=== SUPPLIED PASSAGE ===

By Geoff Gallice in Punta Santiago, Puerto Rico.

Out of the 35 herpesviruses that have been identified in nonhuman primates, only Cercopithecine herpesvirus 1, also known as Herpes B or B virus, has been identified as pathogenic for humans (5). Because of the B virus’s prevalence in macaques and other biomedical research animals, study of the B virus is important for several reasons. These reasons include understanding how it functions and whether or not it skews the results of any kind of biomedical testing, its interspecial and intraspecial transmission abilities, and its potential harm both to its regular hosts and less common hosts, such as humans (7).

Due to the extremely dangerous nature of this virus and the rarity of human infection, little research has been conducted on Herpes B, especially since personal protective gear requirements have been updated and strengthened over recent decades in biomedical testing centers throughout the United States. Much of what is known about Herpes B, therefore, has been found through comparison with HSV1 and HSV2 (5). It's viral biology closely follows HSV1, and so does the way that the infection presents itself in its natural host, the macaque. However, when transferred to humans, the virus is fatal more often than not, and steps must be taken to ensure human safety.

===

**TASK TO CARRY OUT**
According to the passage on Herpes B, which of the herpesviruses identified in nonhuman primates is the only one found to be pathogenic for humans?

=== AVAILABLE DATA ===

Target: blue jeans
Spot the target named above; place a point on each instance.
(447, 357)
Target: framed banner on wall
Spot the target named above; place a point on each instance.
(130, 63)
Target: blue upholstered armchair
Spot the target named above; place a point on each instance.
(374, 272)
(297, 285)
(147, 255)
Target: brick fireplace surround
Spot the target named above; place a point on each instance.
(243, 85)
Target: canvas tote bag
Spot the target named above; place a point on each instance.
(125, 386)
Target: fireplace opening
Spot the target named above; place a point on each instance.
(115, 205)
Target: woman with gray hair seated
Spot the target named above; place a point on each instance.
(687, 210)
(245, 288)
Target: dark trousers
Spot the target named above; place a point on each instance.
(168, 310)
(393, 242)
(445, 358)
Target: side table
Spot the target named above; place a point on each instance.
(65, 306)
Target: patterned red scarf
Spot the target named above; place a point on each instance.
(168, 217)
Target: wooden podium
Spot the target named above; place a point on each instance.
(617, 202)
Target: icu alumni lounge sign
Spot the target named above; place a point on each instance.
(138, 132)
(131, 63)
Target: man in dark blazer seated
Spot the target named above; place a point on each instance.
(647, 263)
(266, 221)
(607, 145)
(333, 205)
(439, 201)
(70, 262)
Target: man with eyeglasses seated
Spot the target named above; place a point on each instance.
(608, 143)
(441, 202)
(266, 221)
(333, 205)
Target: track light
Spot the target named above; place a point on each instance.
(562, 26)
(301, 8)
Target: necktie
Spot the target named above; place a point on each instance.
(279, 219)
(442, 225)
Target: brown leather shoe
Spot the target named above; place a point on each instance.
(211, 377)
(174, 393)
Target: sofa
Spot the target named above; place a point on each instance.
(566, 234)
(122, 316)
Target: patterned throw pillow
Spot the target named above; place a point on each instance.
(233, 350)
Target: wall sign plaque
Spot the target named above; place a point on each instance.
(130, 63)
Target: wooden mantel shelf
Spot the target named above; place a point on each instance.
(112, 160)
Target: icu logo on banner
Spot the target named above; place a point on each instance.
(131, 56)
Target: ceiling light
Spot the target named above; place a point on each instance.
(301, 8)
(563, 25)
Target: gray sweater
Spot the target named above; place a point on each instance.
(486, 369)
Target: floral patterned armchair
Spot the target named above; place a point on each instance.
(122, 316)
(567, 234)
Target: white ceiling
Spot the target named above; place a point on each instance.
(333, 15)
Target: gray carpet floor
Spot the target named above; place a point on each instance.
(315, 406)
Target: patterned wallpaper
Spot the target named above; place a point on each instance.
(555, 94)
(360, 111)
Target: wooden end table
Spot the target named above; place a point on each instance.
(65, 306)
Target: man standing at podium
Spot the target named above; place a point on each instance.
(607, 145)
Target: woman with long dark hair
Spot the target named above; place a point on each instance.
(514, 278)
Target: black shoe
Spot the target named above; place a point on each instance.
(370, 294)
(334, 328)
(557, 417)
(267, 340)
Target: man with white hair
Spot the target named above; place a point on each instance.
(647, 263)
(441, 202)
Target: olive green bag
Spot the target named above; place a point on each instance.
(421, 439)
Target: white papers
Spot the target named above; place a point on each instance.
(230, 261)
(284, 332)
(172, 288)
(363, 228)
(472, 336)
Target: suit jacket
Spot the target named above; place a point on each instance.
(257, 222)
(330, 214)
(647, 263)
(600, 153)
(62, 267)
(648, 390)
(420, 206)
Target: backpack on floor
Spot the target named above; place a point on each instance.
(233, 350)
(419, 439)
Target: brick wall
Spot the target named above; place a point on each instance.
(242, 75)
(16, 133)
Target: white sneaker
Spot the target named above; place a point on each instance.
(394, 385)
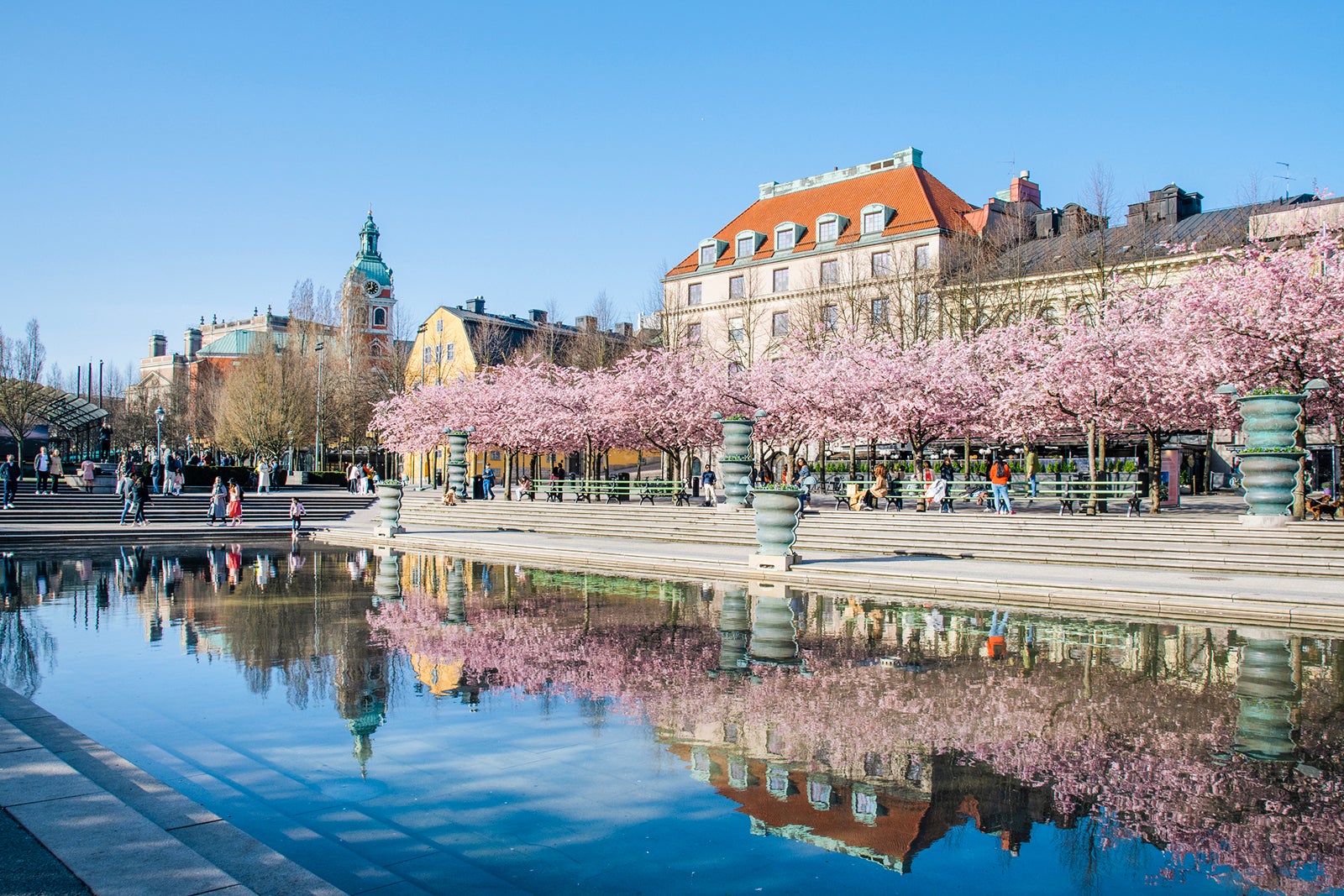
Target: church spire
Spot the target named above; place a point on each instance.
(369, 238)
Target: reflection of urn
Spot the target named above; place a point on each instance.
(734, 625)
(773, 637)
(387, 584)
(456, 595)
(1268, 696)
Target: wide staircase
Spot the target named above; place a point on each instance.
(1210, 544)
(66, 506)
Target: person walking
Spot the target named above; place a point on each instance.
(296, 516)
(10, 472)
(1032, 472)
(218, 506)
(58, 472)
(139, 499)
(999, 477)
(87, 474)
(42, 466)
(235, 504)
(707, 484)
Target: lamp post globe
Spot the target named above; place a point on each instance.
(159, 448)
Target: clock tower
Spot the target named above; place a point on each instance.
(367, 297)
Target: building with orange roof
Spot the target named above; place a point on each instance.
(853, 248)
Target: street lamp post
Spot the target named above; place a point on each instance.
(159, 448)
(318, 434)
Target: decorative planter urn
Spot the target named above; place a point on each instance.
(387, 584)
(1267, 698)
(1269, 479)
(389, 510)
(1270, 476)
(777, 513)
(457, 459)
(736, 461)
(774, 640)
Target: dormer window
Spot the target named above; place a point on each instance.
(710, 250)
(746, 244)
(786, 237)
(830, 228)
(875, 217)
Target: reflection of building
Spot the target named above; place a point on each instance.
(886, 817)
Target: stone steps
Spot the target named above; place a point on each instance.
(1205, 546)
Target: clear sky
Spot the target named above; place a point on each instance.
(167, 161)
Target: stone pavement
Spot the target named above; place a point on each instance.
(1307, 604)
(114, 829)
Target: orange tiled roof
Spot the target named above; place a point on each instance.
(921, 202)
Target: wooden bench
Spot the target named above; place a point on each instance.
(1085, 490)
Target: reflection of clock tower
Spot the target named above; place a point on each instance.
(366, 296)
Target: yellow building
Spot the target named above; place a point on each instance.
(454, 343)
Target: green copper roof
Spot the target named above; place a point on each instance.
(369, 262)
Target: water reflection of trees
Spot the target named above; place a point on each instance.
(1116, 732)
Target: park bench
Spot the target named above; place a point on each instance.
(1085, 490)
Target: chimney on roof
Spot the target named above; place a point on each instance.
(1168, 204)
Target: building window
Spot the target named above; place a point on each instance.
(879, 311)
(830, 317)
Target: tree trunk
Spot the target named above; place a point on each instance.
(1092, 466)
(1155, 473)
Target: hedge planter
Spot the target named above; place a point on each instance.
(389, 510)
(777, 513)
(1269, 479)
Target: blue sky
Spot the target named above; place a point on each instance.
(167, 161)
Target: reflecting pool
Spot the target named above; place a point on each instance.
(443, 725)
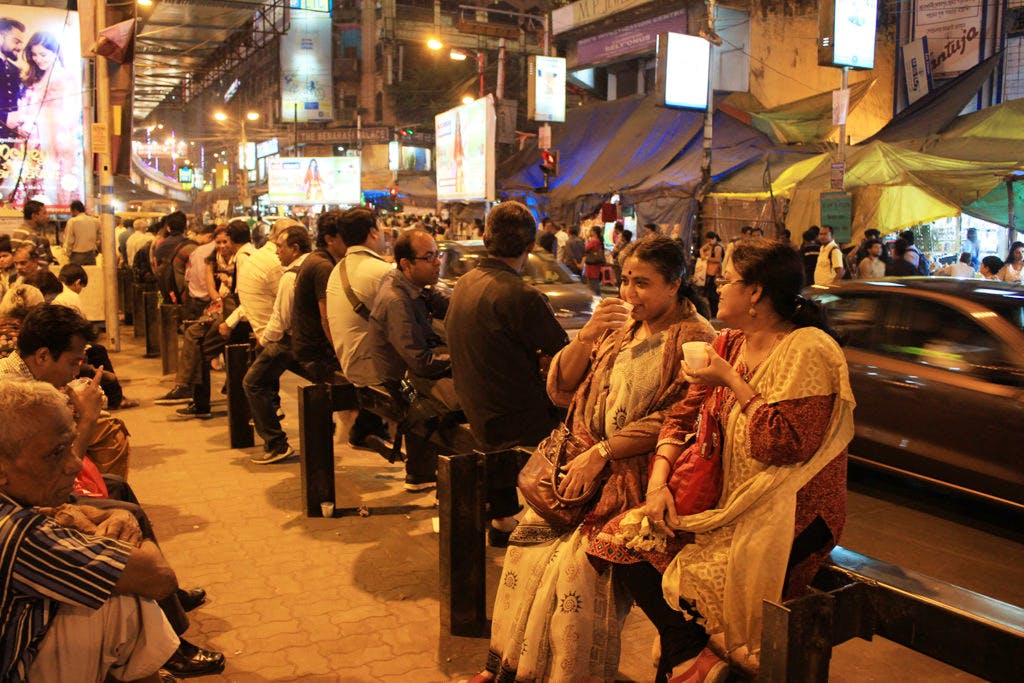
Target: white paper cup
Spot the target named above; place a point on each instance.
(695, 354)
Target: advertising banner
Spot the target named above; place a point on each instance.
(41, 146)
(953, 32)
(306, 91)
(546, 92)
(465, 147)
(633, 39)
(313, 180)
(918, 70)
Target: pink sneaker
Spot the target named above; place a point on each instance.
(705, 668)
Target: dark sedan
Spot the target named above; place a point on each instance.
(572, 301)
(937, 368)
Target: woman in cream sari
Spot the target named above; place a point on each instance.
(556, 616)
(777, 388)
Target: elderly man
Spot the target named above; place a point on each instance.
(262, 381)
(401, 339)
(77, 605)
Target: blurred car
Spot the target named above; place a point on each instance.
(572, 301)
(937, 369)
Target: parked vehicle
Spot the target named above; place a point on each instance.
(572, 301)
(937, 368)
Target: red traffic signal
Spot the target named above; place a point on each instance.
(549, 162)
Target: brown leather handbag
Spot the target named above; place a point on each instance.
(541, 475)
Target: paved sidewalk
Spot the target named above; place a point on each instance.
(346, 599)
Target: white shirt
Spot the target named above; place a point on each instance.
(956, 269)
(281, 317)
(70, 298)
(829, 258)
(366, 269)
(135, 242)
(81, 235)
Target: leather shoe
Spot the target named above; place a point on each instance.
(190, 598)
(189, 660)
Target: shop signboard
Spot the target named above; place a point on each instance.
(953, 30)
(546, 91)
(465, 152)
(313, 180)
(41, 142)
(306, 89)
(846, 33)
(837, 212)
(634, 39)
(683, 70)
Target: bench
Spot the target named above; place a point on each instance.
(463, 482)
(854, 596)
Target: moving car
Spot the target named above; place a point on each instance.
(572, 301)
(937, 368)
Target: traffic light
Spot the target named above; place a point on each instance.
(549, 162)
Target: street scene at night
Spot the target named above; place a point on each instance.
(529, 340)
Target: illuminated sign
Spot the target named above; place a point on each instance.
(546, 91)
(306, 89)
(683, 70)
(465, 146)
(41, 143)
(846, 33)
(313, 180)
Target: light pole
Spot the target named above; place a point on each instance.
(223, 119)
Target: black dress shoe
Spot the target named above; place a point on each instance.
(190, 598)
(189, 660)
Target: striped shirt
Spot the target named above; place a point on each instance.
(42, 565)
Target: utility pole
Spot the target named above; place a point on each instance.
(108, 248)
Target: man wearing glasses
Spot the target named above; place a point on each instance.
(402, 339)
(350, 292)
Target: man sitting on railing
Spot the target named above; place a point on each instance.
(401, 338)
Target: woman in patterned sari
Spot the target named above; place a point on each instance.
(557, 617)
(776, 393)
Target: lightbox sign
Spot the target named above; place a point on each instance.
(41, 144)
(306, 89)
(846, 33)
(546, 89)
(313, 180)
(465, 148)
(683, 70)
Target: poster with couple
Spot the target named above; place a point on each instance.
(41, 144)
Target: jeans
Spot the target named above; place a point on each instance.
(262, 385)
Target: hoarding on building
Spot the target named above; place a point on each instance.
(546, 90)
(465, 152)
(313, 180)
(306, 85)
(41, 145)
(953, 32)
(683, 70)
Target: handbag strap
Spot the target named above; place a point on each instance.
(357, 306)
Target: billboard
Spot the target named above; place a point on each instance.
(846, 33)
(464, 141)
(306, 91)
(41, 144)
(683, 63)
(546, 90)
(313, 179)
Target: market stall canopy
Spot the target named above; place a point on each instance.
(808, 120)
(938, 109)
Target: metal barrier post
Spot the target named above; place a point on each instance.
(170, 315)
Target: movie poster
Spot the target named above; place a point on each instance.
(41, 145)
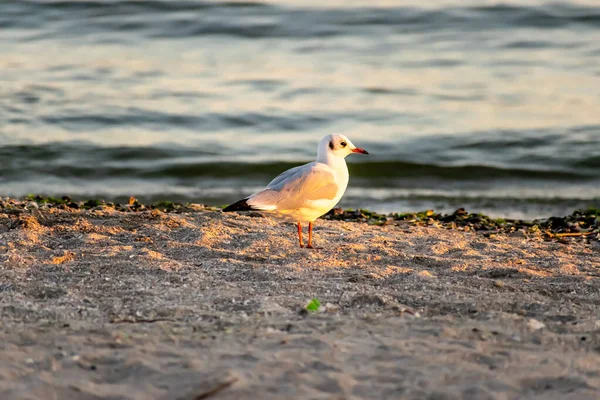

===

**RESPONSE TO THIS TASK**
Cercopithecine herpesvirus 1, also known as Herpes B or B virus.